** begin Data in this exercise **

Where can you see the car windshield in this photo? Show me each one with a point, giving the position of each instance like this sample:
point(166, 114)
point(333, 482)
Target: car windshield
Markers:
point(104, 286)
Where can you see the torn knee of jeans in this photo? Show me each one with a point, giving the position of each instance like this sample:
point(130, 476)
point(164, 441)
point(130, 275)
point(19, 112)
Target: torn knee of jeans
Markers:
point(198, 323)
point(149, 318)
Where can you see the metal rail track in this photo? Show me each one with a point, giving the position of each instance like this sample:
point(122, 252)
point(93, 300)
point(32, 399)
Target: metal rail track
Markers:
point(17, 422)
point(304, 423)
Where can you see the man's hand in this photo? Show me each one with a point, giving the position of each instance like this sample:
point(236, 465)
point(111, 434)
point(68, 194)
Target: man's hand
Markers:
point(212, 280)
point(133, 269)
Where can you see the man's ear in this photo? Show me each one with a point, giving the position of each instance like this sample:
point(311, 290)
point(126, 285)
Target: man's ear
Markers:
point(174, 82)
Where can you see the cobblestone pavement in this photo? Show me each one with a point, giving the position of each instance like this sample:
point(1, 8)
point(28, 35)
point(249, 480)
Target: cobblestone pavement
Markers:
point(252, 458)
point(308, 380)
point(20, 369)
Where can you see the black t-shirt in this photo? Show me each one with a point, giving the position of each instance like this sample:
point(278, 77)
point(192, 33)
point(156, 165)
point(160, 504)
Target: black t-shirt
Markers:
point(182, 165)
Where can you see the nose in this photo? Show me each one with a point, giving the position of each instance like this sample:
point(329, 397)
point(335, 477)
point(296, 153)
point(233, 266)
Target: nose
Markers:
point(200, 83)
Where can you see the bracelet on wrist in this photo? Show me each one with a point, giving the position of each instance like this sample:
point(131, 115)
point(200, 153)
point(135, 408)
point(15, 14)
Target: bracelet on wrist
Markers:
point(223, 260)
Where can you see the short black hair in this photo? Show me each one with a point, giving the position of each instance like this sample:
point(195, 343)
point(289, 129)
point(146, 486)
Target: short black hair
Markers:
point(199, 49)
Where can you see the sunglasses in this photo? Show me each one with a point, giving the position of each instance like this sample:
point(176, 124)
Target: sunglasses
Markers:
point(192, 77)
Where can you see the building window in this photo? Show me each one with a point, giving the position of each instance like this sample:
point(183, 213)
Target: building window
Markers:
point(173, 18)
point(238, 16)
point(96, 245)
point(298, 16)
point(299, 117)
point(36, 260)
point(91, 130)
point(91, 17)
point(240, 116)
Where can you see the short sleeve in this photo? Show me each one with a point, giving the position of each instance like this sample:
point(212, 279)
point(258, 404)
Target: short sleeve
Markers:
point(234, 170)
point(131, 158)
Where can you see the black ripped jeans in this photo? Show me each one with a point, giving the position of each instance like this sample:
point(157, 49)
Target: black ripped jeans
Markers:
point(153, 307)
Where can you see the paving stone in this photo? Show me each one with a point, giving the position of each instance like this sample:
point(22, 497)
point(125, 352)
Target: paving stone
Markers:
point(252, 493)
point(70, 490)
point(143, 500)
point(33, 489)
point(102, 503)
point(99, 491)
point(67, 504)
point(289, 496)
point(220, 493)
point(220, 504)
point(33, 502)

** end Data in this exercise **

**Written task**: From the line containing "Where can you see the black ripped" down to the last line, reproduce the records exactly. Include both ends.

**Solution to this problem**:
Where can you see the black ripped jeans in this photo? Show me each one with a point, giving the position of each instance like this sample:
point(157, 49)
Target: black ripped jeans
Markers:
point(153, 307)
Where can you see the paving stone in this photo? Show me each one with a point, giving the position of each instance like this sample:
point(22, 497)
point(125, 352)
Target: paving stone
Markers:
point(252, 493)
point(70, 490)
point(143, 500)
point(33, 489)
point(102, 503)
point(99, 491)
point(67, 504)
point(289, 496)
point(220, 493)
point(220, 504)
point(33, 502)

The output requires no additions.